Material for this task: Begin
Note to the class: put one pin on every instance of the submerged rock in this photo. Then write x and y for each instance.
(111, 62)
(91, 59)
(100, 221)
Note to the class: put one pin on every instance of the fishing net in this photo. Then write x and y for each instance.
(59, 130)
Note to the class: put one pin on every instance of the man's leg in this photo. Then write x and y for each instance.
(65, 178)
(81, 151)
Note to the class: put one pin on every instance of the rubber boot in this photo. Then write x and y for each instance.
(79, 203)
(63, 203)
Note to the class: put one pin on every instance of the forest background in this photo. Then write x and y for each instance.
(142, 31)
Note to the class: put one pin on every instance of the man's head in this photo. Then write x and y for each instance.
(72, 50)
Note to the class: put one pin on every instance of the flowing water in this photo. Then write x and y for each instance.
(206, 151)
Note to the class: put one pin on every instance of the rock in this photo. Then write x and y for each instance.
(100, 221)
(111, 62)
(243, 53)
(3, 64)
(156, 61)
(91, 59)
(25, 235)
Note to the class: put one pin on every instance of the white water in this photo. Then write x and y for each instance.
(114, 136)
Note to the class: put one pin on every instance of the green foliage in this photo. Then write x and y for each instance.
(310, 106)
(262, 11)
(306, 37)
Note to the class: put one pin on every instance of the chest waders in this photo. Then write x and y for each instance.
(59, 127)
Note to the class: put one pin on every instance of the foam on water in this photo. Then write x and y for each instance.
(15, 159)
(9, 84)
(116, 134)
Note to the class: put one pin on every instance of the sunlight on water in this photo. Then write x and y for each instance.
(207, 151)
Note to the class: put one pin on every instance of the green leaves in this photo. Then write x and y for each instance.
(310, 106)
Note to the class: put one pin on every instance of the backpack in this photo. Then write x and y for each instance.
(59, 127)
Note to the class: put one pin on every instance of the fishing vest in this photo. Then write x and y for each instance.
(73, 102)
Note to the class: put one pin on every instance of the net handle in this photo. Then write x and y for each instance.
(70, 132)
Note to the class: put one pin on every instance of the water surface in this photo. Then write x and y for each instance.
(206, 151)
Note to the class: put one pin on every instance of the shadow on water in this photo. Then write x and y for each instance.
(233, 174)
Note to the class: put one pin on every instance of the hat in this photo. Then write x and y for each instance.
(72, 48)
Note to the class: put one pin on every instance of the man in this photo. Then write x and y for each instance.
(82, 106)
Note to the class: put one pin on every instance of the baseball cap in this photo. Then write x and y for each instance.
Material for this task: End
(What to do): Write out the whole listing exactly.

(Result of the task):
Note to the class: put one pin on every instance of the submerged rock in this photo. Then write x and y for each instance.
(111, 62)
(91, 59)
(100, 221)
Note to the class: put one pin on every instance of the fishing net in this photo. Then write x and y for each instance.
(59, 130)
Note to the class: put one pin on every instance of the man's leg in this photo. Then write x and y for each instance.
(65, 178)
(81, 151)
Note to the class: put one pin on every instance of the rubber boot in this photo. Then write x and y for each instance.
(79, 203)
(63, 203)
Note to the class: put one pin on every instance of the forest background in this photo. Then write x and y for each instance.
(142, 31)
Note to the class: put one pin on every instance of the man's head in this photo. Then write x and y for each instance.
(72, 50)
Note to the class: put one pin on every instance of the flowing water in this photo. Then write x and y for each instance.
(206, 151)
Note to the class: put one pin on every instance of the rock in this photo. Then write x and y for each instance.
(100, 221)
(111, 62)
(243, 53)
(3, 64)
(156, 61)
(91, 59)
(25, 235)
Note to the class: put one pin on every instance of the white water in this photo. Then write x and y for each instance.
(114, 136)
Note to the class: put one pin on every instance of the green foliage in this photo. Then write x and y for each instance.
(310, 106)
(262, 11)
(306, 37)
Note to the class: put one pin on every instance of the chest waders in this photo. Then write x and y for each instance.
(59, 127)
Note to the class: put one pin on every instance of the foam on water in this photo. Then write x and y for each instance.
(15, 159)
(9, 84)
(116, 134)
Note to the class: put one pin on every instance of the sunlight on water in this photo. Then write x and y for each instance.
(207, 151)
Note to the class: put one pin on every instance of the green leaves in this photo. Then write x and y for each instance.
(310, 106)
Note to the class: put one pin on every instance of the backpack in this photo. Then write x and y for each instance.
(59, 127)
Note to the class: put one pin on every instance of the fishing vest in this photo. Then write x and y for each instance.
(73, 102)
Note to the class: put one pin on every instance of the net handle in this photo. Then write x and y for each instance.
(70, 132)
Note to the class: put one pin on every instance of the water surface in this photo. Then write x and y for each instance.
(206, 151)
Note to the class: put one pin on every instance of the shadow on water in this photo. Then write x and y for each instance.
(233, 174)
Note to the class: put one pin on every instance of the hat in this photo. Then write x and y for each instance.
(72, 48)
Note to the class: put one pin on every instance of the man in this photo. Then write x and y for each instance.
(82, 106)
Note to the class: put one pin on every instance of the baseball cap in this photo. Then write x and y for each instance.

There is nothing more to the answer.